=== TO-DO LIST ===
a – Update the Dubourg passage from "In the course" through "sending nine postulants.", inclusive, and replace "postulants" with "novices".
b – Name every person that the second paragraph of the Dubourg passage says was recruited or volunteered to serve.
c – Decide whether each statement agrees with the Dubourg passage: (i) Dubourg sailed for France on 4 May 1815; (ii) Friar Antonio accepted Sibourd's authority without conditions; (iii) Dubourg was consecrated in Bordeaux.

=== TEXT PASSAGE ===
------------------------------------------------

With Napoleon defeated, Dubourg decided to return to Europe to present the problems of the Church in Louisiana to the officials of the Congregation for the Propagation of the Faith, the department of the Roman Curia responsible for mission territories around the world. Before leaving, Dubourg created a controversy by naming another French émigré, Louis Sibourd, administrator in his absence. Friar Antonio refused to acknowledge Sibourd's authority unless Dubourg could show he had the authority to appoint a Vicar General, as he was not a bishop. With the controversy still raging, Dubourg sailed for France on 4 May 1815, arriving in Bordeaux in July, shortly after the Battle of Waterloo. The subsequent occupation of France by the Allied forces made travel difficult. Dubourg sent correspondence to Rome explaining the situation in New Orleans. The newly freed Pope Pius VII responded with a letter to Archbishop Carroll confirming Sibourd as Vicar General. Forthcoming was Dubourg’s appointment as bishop, followed by his consecration on 24 September 1815, at the Church of Saint Louis of the French in Rome.

In the course of his trip, Dubourg proceeded to recruit for his diocese. In northern Italy his appeal among the Congregation of the Mission, the Vincentians, led to his first recruit, Felix de Andreis. DeAndreas then recruited Joseph Rosati who, in time, would be the first Bishop of St. Louis and builder of what is now known as the Old Cathedral. Among other clergy who volunteered to serve were Leo-Raymond de Neckere and Antoine Blanc, who would become successive Bishops of New Orleans and Michael Portier who would become Bishop of Mobile. The scandals of Sedella induced Mother Marie Oliver, Superior of the Ursuline nuns back in France, to consider removal of her Sisters from New Orleans, but Dubourg talked her into, not only permitting them to stay, but sending nine postulants.

------------------------------------------------

=== MATERIAL PROVIDED ===
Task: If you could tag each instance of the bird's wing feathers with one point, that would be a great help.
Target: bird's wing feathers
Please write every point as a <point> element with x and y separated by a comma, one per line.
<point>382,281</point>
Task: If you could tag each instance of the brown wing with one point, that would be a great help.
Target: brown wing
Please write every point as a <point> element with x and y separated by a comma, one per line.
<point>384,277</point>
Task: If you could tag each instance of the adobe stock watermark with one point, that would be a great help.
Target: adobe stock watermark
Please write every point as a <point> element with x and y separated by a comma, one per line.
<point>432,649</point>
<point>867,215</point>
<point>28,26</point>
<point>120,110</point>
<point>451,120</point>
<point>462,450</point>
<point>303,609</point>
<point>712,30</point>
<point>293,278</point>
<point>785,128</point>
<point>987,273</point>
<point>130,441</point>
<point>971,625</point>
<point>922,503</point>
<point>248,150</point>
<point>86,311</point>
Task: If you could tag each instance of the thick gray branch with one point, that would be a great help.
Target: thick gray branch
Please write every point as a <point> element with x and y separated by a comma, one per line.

------------------------------------------------

=== CORRECT ANSWERS ===
a –
In the course of his trip, Dubourg proceeded to recruit for his diocese. In northern Italy his appeal among the Congregation of the Mission, the Vincentians, led to his first recruit, Felix de Andreis. DeAndreas then recruited Joseph Rosati who, in time, would be the first Bishop of St. Louis and builder of what is now known as the Old Cathedral. Among other clergy who volunteered to serve were Leo-Raymond de Neckere and Antoine Blanc, who would become successive Bishops of New Orleans and Michael Portier who would become Bishop of Mobile. The scandals of Sedella induced Mother Marie Oliver, Superior of the Ursuline nuns back in France, to consider removal of her Sisters from New Orleans, but Dubourg talked her into, not only permitting them to stay, but sending nine novices.

b –
Felix de Andreis
Joseph Rosati
Leo-Raymond de Neckere
Antoine Blanc
Michael Portier

c –
(i) Yes: "Dubourg sailed for France on 4 May 1815"
(ii) No: "Friar Antonio refused to acknowledge Sibourd's authority unless Dubourg could show he had the authority to appoint a Vicar General"
(iii) No: "his consecration on 24 September 1815, at the Church of Saint Louis of the French in Rome"